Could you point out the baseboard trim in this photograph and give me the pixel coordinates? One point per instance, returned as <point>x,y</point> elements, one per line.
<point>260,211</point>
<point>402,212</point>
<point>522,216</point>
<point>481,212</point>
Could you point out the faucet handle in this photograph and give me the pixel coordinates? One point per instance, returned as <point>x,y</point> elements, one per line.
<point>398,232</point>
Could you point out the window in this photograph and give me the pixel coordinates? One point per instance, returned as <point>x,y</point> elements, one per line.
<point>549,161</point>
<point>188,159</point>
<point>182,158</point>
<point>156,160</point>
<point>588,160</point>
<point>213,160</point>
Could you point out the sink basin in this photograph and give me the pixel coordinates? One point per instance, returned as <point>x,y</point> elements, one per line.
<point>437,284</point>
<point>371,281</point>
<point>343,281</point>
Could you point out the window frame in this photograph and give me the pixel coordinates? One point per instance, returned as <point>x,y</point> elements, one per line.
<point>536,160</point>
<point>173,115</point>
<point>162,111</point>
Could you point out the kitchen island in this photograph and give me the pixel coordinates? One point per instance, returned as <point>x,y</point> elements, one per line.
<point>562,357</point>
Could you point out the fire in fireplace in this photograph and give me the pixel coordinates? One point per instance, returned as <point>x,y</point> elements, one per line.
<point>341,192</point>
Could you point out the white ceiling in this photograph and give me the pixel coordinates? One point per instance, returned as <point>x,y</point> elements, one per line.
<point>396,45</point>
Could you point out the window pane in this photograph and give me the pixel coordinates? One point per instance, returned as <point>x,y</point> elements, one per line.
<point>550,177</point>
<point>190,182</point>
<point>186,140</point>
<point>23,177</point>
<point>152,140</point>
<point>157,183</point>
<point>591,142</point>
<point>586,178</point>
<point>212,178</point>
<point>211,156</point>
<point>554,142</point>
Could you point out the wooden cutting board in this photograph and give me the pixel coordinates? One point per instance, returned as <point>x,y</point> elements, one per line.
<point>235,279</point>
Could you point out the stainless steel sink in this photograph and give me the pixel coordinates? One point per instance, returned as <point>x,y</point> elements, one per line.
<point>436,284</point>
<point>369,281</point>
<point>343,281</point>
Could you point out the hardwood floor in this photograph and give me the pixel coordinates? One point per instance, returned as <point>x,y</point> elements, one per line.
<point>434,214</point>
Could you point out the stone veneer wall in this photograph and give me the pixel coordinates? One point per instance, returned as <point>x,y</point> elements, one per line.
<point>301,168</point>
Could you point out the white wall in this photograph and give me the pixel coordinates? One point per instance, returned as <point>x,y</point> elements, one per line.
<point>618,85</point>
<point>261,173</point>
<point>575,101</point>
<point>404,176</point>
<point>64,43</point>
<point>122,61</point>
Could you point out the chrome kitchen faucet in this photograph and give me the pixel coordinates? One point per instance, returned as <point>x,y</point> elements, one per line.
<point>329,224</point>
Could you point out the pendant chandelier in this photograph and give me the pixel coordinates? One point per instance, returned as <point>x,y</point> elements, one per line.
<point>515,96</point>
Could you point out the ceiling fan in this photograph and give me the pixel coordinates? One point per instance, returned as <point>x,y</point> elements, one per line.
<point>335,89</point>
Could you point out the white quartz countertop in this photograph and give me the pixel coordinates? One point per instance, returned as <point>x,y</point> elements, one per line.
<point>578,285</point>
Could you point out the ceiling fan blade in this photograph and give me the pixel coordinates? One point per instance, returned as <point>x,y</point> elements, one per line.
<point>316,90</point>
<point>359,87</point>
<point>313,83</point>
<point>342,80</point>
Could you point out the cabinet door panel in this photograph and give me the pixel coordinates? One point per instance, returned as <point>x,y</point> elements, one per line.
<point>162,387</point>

# # # # #

Ziel
Stelle alle Zeilen oben als nummerierte Liste dar und lass leere Zeilen dabei weg.

Vollständige Ausgabe
1. Could you point out the baseboard trim in this photograph and give me the pixel coordinates? One point per instance, returned as <point>x,y</point> elements, one per line.
2. <point>260,211</point>
3. <point>402,212</point>
4. <point>522,216</point>
5. <point>481,212</point>
6. Could you point out the faucet handle in this photograph and give me the pixel coordinates? One point per instance, returned as <point>x,y</point> elements, one per line.
7. <point>398,232</point>
8. Could you point out the window in this photograph and give me the pixel coordinates? One point per instance, returned as <point>x,y</point> elements, one per line.
9. <point>549,161</point>
10. <point>188,159</point>
11. <point>182,158</point>
12. <point>156,160</point>
13. <point>588,160</point>
14. <point>213,160</point>
15. Could you point out the sink basin in this photograph and give me the pixel coordinates? One point per instance, returned as <point>x,y</point> elements, one per line.
16. <point>437,284</point>
17. <point>371,281</point>
18. <point>343,281</point>
19. Could you point out the window frame in this photograph and give me the pixel coordinates? One point per instance, returned as <point>x,y</point> elements, one per line.
20. <point>536,160</point>
21. <point>173,115</point>
22. <point>162,111</point>
23. Could you point out the kitchen island in this photograph and give me the pixel coordinates? One point per instance, returned as <point>x,y</point> elements, one per line.
24. <point>562,357</point>
25. Could you point out the fire in fireplace in this photograph and give me the pixel coordinates? One point per instance, returned as <point>x,y</point> elements, one per line.
26. <point>341,192</point>
27. Could you point out the white ceiling in this photograph and give me the pixel coordinates? One point per instance, returned as <point>x,y</point> elements, one per line.
28. <point>396,45</point>
29. Could you point out the window pane in this photograph and give me the pixel coordinates? One point per instance, returned as <point>x,y</point> elements, one per line.
30. <point>550,177</point>
31. <point>190,182</point>
32. <point>186,140</point>
33. <point>23,177</point>
34. <point>152,140</point>
35. <point>157,183</point>
36. <point>591,142</point>
37. <point>586,178</point>
38. <point>212,178</point>
39. <point>211,156</point>
40. <point>554,142</point>
41. Could you point out the wooden cutting board in this photograph and give me the pixel coordinates? One point per instance, returned as <point>x,y</point> elements, one per line.
42. <point>235,279</point>
43. Could you point out the stainless steel sink in this photograph and give me the pixel coordinates? One point per instance, returned as <point>x,y</point> elements, one per line.
44. <point>436,284</point>
45. <point>369,281</point>
46. <point>343,281</point>
47. Could you point out the hardwood floor in this photograph and give me the pixel coordinates? One point per instance, returned as <point>x,y</point> elements, one per line.
48. <point>434,214</point>
49. Could you point out the stone veneer wall in this photograph and give me the pixel coordinates? One point per instance, returned as <point>x,y</point> elements, one per line.
50. <point>301,168</point>
51. Could you point out the white wall in this photograph and give me the pixel coordinates? One point per instance, returned as <point>x,y</point> elements, one per line.
52. <point>618,85</point>
53. <point>261,173</point>
54. <point>575,101</point>
55. <point>404,176</point>
56. <point>64,43</point>
57. <point>122,61</point>
58. Could you point out the chrome kitchen faucet in this photograph and give me the pixel coordinates? One point per instance, returned as <point>x,y</point> elements, one per line.
59. <point>329,224</point>
60. Could you point out the pendant chandelier in this photograph and give me the pixel coordinates? One point per instance, returned as <point>x,y</point> elements, one per line.
61. <point>515,96</point>
62. Could you point out the ceiling fan in this photograph and give me the pixel coordinates? One point per instance, returned as <point>x,y</point> elements, one per line.
63. <point>335,89</point>
64. Could you point out the white quartz countertop in this photograph and give me the pixel coordinates? One point per instance, returned as <point>x,y</point> elements, one per line.
65. <point>578,285</point>
66. Could you point out the ceiling fan blade in this photograph and give me the pixel coordinates? One point per instance, returned as <point>x,y</point> elements, one per line.
67. <point>316,90</point>
68. <point>359,87</point>
69. <point>313,83</point>
70. <point>342,80</point>
71. Could you point out the cabinet door panel in this photograph and give me the pixel coordinates? One point per instance, returned as <point>x,y</point> elements, one per line.
72. <point>162,387</point>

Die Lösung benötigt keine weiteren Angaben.